(Work item) Every line of the following records that includes "with" should be copied.

----- Data to examine -----

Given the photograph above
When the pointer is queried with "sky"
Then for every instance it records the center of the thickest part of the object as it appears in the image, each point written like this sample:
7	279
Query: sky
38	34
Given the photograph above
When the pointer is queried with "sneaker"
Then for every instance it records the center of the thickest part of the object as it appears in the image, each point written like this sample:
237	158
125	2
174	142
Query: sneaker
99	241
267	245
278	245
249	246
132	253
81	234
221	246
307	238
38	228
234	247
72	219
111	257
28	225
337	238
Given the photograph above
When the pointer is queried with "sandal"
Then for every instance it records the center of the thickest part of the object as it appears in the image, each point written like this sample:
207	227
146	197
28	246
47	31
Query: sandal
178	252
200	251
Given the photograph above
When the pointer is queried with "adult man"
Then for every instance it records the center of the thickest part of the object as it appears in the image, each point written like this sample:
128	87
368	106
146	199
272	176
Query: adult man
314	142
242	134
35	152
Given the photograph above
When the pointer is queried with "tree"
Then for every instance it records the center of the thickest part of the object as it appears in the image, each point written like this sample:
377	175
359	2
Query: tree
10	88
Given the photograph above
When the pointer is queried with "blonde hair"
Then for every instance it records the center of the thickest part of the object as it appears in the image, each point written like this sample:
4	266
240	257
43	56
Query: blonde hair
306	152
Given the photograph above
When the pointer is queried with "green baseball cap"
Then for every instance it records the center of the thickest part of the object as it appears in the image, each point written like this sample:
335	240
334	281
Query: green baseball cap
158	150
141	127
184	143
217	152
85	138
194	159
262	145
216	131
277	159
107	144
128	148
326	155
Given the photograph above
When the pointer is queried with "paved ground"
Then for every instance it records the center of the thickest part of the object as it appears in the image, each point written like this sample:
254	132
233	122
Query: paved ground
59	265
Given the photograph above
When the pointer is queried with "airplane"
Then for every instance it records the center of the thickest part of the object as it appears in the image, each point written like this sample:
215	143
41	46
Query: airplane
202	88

-----

(Your solution)
When the pointer is queried with "sky"
When the pointer is queried with "sneaker"
When the pointer is queried with "sandal"
When the pointer is queried with "adult man"
When the pointer is queried with "tree"
When the pointer is queried with "blonde hair"
When the pointer is queried with "green baseball cap"
When the pointer is queried with "paved ground"
When the pointer is queried with "airplane"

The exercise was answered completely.